### [WHAT IS EXPECTED]
Show each line below that contains the word "instance".

[Excerpts of annotation records]

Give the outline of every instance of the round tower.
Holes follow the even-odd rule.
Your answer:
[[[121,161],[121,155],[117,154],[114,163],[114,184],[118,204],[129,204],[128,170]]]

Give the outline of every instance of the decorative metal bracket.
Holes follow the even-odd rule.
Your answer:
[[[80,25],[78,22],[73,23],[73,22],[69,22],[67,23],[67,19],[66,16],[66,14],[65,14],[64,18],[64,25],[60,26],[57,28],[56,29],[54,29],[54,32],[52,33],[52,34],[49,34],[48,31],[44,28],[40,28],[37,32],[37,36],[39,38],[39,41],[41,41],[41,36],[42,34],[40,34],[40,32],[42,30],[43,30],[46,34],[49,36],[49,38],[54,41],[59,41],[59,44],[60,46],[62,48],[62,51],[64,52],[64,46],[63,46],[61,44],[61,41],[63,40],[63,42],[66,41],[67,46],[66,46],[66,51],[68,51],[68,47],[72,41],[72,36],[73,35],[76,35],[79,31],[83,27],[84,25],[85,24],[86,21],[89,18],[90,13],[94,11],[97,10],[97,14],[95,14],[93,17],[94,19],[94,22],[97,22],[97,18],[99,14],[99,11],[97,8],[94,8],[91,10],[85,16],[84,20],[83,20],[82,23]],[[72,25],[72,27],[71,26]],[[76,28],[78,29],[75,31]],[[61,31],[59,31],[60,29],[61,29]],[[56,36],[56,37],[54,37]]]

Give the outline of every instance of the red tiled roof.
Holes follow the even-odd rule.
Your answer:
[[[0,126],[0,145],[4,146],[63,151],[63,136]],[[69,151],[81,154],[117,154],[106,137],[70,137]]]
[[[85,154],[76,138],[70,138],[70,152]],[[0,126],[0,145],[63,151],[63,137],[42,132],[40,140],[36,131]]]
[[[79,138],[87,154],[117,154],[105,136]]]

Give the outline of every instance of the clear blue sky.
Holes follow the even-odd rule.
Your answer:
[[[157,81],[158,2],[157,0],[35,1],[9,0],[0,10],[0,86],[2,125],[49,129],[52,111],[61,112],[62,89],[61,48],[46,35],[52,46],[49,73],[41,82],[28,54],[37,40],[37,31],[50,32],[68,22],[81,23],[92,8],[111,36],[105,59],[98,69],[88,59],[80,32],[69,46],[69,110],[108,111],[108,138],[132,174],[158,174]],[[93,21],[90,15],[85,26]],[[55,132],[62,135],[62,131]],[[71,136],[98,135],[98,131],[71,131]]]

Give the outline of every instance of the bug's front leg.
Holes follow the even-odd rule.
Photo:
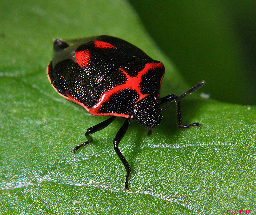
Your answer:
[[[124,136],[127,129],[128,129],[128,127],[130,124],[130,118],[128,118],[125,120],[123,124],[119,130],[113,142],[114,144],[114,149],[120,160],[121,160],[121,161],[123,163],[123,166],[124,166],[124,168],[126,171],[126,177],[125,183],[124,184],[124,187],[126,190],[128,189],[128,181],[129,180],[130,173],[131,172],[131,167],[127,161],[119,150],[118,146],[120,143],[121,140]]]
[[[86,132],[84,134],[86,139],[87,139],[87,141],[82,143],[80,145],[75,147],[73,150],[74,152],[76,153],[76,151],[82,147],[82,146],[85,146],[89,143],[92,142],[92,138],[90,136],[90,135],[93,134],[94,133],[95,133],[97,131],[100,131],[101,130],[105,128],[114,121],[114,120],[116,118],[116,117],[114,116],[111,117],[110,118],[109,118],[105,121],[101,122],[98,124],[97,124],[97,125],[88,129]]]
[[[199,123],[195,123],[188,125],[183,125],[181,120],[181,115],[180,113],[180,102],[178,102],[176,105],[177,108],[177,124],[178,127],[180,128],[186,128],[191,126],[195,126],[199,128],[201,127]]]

...

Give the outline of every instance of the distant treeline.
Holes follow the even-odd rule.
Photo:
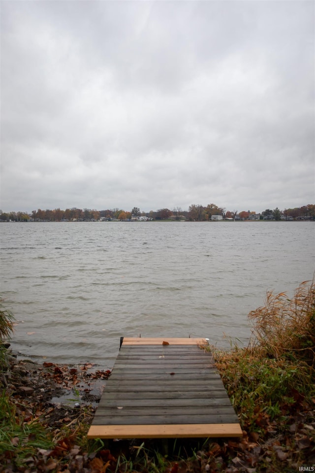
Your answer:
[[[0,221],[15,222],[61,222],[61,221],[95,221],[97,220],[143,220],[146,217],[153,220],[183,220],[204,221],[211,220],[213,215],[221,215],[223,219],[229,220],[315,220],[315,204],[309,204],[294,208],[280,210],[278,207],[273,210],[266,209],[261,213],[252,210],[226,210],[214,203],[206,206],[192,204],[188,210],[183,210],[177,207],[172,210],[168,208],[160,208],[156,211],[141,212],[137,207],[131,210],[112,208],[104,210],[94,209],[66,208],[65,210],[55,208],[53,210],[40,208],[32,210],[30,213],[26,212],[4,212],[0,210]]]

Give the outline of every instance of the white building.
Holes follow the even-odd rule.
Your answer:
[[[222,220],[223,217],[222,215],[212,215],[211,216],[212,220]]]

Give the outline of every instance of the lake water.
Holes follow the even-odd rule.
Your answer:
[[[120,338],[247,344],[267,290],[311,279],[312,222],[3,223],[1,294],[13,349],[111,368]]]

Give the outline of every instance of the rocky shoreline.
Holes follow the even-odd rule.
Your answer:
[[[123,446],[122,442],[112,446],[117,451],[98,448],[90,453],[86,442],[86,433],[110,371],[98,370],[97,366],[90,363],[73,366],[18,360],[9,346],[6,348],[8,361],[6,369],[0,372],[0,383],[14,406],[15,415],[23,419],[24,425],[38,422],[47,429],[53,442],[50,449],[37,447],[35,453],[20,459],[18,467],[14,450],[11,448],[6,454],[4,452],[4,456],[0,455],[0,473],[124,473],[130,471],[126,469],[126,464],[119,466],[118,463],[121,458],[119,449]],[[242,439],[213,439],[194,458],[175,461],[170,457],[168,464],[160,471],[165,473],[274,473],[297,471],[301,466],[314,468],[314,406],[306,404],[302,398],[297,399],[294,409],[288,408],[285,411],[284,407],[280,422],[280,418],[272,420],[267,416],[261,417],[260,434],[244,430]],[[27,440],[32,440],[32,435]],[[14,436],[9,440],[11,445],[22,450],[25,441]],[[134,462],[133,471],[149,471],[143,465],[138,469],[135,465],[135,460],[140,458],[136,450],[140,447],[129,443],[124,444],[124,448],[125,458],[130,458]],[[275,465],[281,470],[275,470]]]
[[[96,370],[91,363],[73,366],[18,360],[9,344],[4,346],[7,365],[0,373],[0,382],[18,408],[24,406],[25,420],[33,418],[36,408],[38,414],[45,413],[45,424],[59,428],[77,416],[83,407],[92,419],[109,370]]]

### [TASK SOLUTION]
Give the outline of every instance of the round tower.
Give the outline of every instance of the decorative metal bracket.
Give the outline of every instance of the red tiled roof.
Give the outline of every instance of the clear blue sky.
Give the outline of every instance of the bug's front leg.
Give the outline of every instance of the distant treeline.
Give the outline of every instance of the white building.
Give the outline of every instance of the lake water.
Give the outline of every instance of the rocky shoreline.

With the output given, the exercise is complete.